#### [HOW TO COMPLETE THIS TASK]
Copy each line of the records below that has "before" in it.

#### [RECORDS SUPPLIED]

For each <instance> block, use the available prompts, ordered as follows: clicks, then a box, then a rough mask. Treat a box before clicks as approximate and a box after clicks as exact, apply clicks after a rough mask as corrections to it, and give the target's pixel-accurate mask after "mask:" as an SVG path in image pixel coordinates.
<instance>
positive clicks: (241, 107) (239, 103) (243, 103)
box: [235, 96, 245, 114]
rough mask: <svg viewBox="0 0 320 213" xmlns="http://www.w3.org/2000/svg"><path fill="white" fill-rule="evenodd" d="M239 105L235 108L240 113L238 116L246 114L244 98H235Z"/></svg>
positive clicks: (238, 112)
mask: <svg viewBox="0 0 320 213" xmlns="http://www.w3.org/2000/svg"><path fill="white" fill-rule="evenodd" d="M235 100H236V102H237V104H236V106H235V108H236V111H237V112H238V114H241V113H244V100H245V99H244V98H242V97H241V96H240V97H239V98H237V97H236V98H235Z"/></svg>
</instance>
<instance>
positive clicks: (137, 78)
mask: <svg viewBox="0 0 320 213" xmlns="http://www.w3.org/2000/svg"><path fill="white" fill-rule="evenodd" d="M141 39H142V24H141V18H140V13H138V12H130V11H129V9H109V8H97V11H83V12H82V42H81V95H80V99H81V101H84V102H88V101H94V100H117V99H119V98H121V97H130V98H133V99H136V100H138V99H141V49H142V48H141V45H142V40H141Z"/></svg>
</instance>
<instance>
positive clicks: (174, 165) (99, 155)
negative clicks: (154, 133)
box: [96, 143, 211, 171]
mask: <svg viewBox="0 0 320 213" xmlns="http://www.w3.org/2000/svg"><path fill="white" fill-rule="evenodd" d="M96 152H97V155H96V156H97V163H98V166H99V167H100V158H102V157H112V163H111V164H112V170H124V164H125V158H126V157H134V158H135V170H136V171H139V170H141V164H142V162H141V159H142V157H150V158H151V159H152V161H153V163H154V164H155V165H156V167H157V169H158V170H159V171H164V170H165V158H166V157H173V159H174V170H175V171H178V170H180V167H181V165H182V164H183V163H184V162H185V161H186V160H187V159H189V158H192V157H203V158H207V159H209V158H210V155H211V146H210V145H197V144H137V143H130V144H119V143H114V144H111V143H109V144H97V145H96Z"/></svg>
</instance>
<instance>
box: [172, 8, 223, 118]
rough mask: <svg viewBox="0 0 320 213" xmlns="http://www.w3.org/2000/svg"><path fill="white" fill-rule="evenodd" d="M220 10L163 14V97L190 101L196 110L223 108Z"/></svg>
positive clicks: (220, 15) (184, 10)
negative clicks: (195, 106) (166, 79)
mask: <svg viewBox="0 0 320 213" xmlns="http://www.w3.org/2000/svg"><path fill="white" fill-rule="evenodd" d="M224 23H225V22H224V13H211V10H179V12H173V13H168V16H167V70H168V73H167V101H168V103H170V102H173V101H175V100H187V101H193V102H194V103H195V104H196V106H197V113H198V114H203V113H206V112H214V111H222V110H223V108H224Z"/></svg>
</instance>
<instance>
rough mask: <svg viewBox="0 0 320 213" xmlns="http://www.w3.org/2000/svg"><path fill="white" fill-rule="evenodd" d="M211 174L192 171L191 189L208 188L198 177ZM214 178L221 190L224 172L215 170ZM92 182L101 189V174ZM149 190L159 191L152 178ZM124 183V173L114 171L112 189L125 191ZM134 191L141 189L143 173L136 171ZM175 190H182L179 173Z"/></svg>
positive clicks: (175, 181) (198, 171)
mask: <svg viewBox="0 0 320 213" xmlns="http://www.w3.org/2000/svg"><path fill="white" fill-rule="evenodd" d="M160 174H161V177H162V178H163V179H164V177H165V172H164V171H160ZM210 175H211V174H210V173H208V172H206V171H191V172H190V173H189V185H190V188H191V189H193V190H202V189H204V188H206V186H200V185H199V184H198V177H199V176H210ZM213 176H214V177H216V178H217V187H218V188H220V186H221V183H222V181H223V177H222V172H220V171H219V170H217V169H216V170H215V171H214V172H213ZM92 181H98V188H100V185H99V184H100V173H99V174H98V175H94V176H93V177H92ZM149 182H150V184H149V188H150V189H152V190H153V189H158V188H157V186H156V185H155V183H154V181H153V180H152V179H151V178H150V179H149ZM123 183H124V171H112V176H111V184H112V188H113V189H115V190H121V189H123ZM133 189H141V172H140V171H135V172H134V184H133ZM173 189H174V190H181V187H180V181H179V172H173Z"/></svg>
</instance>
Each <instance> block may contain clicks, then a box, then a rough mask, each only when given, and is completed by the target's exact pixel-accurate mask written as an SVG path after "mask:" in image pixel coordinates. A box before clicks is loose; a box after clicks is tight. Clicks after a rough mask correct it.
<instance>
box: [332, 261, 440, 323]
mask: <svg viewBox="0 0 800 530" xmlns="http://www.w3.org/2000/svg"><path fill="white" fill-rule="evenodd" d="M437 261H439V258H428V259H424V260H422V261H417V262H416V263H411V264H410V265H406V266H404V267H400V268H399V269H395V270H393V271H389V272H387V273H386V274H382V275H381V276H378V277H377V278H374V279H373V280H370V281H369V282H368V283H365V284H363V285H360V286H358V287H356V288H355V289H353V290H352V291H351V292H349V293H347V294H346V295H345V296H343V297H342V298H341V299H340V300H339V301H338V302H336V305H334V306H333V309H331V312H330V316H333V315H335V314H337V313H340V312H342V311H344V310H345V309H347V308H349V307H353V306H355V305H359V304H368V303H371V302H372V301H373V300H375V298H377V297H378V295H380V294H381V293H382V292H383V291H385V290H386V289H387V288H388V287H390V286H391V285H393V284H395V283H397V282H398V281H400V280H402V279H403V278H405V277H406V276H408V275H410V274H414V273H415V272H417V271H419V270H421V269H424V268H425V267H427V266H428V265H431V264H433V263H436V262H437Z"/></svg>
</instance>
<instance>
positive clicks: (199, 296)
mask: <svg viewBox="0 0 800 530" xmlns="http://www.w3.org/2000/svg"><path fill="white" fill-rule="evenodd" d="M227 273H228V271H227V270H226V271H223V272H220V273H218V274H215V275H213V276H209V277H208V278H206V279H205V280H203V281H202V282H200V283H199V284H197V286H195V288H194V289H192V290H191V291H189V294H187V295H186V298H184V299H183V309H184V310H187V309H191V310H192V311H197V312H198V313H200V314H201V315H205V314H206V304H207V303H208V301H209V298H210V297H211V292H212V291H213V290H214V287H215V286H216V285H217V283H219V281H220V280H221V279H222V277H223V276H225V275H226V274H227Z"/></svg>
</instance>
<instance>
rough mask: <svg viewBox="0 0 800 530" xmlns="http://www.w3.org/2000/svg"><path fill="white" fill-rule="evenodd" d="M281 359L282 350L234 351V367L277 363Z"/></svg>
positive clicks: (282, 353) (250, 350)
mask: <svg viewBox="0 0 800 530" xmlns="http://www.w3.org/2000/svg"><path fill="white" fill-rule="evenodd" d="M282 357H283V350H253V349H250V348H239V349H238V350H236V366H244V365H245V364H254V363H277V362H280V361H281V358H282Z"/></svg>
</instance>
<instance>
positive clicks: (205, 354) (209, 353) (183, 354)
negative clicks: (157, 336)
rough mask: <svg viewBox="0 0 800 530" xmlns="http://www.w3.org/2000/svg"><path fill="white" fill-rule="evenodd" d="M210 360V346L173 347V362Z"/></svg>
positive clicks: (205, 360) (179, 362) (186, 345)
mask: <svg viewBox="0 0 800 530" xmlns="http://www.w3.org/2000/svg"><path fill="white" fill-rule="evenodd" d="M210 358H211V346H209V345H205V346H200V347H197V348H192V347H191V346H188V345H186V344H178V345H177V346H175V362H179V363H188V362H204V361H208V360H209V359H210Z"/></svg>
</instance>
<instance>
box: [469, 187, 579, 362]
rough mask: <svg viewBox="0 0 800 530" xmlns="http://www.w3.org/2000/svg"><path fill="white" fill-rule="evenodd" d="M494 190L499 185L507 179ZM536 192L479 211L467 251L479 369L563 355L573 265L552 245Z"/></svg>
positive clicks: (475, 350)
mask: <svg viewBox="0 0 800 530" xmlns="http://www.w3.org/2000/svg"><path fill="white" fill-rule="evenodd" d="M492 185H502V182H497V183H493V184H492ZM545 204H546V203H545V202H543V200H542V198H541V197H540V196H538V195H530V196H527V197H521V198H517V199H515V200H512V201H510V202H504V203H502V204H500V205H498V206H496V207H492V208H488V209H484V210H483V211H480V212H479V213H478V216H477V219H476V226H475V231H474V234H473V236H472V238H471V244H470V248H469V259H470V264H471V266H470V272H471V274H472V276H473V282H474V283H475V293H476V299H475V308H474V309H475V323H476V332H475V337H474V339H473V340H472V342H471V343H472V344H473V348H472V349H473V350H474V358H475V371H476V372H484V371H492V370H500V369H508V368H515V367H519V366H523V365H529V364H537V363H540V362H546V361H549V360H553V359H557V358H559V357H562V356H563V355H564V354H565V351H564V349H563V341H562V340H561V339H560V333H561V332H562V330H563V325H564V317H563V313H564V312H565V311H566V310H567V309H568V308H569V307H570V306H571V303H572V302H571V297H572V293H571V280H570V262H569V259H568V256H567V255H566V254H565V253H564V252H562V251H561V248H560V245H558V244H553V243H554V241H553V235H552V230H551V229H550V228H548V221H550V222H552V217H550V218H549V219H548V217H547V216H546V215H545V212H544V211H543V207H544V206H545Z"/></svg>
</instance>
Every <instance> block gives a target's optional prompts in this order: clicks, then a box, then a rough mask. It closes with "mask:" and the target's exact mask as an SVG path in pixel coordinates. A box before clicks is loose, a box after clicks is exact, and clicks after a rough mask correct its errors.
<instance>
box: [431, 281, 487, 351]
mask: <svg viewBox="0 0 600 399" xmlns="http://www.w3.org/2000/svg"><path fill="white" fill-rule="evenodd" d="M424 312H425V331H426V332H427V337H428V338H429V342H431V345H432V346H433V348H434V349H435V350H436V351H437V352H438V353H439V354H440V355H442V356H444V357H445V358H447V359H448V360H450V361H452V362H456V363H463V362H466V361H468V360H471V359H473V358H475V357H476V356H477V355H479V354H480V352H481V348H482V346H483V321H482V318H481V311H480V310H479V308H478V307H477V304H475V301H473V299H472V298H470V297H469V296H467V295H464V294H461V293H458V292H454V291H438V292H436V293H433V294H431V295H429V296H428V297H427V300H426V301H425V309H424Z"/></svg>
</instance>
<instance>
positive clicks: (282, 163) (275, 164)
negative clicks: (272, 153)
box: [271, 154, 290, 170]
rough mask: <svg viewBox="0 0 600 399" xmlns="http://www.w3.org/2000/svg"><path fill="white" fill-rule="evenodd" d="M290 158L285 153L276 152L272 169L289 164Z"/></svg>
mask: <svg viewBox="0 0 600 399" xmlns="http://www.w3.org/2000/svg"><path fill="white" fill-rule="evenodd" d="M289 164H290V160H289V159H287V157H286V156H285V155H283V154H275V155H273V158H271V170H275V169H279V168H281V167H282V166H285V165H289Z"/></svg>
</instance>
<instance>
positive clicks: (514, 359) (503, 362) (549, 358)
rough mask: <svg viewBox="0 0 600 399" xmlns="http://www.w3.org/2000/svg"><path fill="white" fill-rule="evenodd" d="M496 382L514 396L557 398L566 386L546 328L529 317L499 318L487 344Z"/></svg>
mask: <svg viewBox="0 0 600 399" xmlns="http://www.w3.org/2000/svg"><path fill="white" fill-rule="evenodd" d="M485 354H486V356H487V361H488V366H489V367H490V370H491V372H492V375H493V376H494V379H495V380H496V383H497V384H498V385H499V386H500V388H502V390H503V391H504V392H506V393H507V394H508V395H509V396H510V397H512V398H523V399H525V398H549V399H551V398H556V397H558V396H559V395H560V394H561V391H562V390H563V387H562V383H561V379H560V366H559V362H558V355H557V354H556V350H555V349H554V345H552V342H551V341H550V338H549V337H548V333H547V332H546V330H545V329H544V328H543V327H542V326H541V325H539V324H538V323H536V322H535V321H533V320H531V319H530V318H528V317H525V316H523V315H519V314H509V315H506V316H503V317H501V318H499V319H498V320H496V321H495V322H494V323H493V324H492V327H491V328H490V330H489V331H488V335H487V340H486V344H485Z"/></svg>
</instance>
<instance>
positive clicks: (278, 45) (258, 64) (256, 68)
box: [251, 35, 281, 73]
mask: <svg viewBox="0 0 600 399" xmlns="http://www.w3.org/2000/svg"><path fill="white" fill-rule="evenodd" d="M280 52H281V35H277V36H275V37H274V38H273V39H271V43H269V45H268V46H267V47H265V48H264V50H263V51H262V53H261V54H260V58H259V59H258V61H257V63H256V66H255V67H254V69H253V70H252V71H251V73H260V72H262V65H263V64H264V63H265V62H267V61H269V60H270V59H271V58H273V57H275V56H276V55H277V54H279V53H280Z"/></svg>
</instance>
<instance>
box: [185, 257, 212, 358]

#### [EXERCISE OUTPUT]
For each <instance> block, use the available prompts, ordered as follows: clicks, then a box, then a rough mask. Treat a box before clicks as approximate and a box after clicks as exact, apply clicks after a rough mask as corrections to it, and give the target's pixel-accurate mask after "mask:" as an SVG path in image pixel coordinates.
Each <instance> block may contain clicks, then a box, then a rough mask, each only when given, and is completed by the target's exact pixel-accurate mask written as an SVG path after "mask:" in image pixel coordinates. A box before clicks is loose; a box after clicks is tight. Clicks after a rough mask correct it.
Every <instance> block gives a target's optional prompts in this order: clicks, then a box, then a rough mask. It closes with "mask:" and the target's exact mask as an SVG path in pixel coordinates. A box before clicks is loose, a box after clicks is exact, and clicks after a rough mask correct its errors.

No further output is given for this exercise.